▸ **JOB**
Change "Marked at" to "Pinned at" in everything from the line containing "like [242, 33]." down to the last line, and write out only those lines with nothing else altered.

Coordinate annotation lines:
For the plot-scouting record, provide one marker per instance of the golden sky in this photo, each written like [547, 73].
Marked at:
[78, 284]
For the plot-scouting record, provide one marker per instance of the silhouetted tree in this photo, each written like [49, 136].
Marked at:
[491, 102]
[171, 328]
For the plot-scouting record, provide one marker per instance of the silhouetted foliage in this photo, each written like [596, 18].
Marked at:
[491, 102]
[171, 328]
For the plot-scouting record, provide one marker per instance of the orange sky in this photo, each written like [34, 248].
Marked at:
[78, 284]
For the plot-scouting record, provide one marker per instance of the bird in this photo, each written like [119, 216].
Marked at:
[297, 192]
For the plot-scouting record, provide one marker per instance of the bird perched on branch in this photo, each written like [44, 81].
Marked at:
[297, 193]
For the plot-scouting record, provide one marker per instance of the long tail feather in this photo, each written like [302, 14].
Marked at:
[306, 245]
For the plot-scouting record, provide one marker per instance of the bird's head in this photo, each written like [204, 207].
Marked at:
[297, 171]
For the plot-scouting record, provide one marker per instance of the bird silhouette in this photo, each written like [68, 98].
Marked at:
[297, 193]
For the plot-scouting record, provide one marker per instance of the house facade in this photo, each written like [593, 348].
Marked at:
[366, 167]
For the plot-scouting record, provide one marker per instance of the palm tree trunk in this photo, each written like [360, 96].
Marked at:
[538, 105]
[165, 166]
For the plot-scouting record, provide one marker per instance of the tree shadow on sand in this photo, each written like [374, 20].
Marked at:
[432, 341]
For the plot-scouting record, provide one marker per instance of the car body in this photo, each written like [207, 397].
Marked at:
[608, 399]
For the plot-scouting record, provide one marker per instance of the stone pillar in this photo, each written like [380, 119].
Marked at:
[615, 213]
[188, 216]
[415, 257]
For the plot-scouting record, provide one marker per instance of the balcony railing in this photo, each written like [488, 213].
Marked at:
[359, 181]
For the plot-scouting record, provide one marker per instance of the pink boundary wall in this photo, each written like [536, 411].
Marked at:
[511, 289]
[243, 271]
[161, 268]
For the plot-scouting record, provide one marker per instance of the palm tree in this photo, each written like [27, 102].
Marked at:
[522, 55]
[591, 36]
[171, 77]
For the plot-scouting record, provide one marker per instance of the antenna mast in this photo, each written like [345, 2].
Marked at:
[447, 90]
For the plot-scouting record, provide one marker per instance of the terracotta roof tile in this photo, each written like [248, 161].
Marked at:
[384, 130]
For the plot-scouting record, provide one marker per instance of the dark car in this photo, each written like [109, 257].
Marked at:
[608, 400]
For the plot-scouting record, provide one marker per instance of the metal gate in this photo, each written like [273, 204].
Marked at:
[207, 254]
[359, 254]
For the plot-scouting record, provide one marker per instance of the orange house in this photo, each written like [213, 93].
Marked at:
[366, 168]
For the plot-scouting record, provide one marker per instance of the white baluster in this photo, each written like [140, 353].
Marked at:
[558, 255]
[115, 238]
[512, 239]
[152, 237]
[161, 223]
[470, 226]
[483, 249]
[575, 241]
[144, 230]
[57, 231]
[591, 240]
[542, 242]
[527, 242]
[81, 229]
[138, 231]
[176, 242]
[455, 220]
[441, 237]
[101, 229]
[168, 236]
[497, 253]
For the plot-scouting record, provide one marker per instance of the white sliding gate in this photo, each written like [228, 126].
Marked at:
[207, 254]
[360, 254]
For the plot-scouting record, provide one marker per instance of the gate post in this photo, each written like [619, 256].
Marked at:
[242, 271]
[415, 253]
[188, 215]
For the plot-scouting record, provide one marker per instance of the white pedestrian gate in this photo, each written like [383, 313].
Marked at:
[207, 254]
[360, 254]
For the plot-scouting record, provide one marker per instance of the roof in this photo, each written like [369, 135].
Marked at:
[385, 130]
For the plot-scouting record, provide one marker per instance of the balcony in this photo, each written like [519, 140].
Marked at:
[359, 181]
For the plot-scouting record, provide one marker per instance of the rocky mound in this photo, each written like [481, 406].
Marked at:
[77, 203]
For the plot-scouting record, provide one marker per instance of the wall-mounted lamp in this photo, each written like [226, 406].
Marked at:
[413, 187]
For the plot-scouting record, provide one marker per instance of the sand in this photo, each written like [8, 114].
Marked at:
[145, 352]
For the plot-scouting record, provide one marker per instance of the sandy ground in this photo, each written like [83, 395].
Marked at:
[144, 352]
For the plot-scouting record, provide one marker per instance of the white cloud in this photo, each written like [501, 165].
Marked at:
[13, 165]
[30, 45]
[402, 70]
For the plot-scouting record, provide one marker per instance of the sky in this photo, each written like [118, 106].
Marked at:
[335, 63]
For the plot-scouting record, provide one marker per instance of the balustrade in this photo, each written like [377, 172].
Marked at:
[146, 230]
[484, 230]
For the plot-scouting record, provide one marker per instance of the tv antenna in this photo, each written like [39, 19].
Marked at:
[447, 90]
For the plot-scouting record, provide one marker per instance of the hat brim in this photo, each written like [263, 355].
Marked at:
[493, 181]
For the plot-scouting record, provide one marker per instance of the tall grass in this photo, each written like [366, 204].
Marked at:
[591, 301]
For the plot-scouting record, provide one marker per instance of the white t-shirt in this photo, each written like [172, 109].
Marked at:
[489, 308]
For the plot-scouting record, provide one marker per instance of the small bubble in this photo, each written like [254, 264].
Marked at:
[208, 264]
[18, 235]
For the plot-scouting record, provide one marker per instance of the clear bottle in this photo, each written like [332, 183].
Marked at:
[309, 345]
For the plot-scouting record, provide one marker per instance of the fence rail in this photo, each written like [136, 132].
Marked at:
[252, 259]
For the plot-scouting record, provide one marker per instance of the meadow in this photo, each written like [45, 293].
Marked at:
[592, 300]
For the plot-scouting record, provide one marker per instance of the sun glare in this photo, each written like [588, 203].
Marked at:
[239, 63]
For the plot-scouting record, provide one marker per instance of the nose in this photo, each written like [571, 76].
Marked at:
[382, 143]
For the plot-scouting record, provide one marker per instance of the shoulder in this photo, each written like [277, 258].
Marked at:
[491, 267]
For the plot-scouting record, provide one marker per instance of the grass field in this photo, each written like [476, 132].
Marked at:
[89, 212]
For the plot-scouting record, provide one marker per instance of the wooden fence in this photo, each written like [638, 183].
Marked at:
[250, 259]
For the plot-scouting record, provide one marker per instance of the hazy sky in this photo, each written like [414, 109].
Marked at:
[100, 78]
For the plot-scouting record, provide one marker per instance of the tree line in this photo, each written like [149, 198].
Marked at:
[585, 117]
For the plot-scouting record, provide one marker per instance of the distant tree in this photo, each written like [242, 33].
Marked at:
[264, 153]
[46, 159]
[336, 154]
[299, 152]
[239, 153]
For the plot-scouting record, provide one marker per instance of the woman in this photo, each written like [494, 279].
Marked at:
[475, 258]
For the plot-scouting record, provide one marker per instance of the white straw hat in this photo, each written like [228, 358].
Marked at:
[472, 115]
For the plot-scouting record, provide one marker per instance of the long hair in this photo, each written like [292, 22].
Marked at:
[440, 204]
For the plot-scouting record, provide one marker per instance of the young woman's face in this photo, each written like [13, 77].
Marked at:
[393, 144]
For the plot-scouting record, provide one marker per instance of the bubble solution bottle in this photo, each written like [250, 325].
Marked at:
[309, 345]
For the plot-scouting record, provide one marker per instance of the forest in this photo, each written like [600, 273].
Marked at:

▸ **ANSWER TO THE TASK**
For the plot-scouting record, provide one marker per instance of the distant tree in this photo, each written like [242, 33].
Pinned at:
[264, 153]
[46, 159]
[336, 154]
[299, 152]
[239, 153]
For the plot-scouting record, provide one marker per instance of the woman in this photo, each written like [494, 279].
Pinned at:
[475, 258]
For the plot-scouting record, provide one marker per instance of the white straw hat in this photo, each written like [228, 358].
Pinned at:
[472, 115]
For the plot-scouting record, provide one marker per instance of the long hair in this photo, each written like [292, 22].
Pinned at:
[440, 204]
For the plot-scouting record, provide one marker per instance of the young woman's face in this photo, each written like [13, 77].
Pinned at:
[393, 144]
For the plot-scouting record, provide one marker per instance of the bubble solution bottle in this photo, each written like [250, 325].
Pinned at:
[309, 345]
For the plot-scouting record, provide one marker per instance of the forest in this photo, each written like [600, 273].
Pinned at:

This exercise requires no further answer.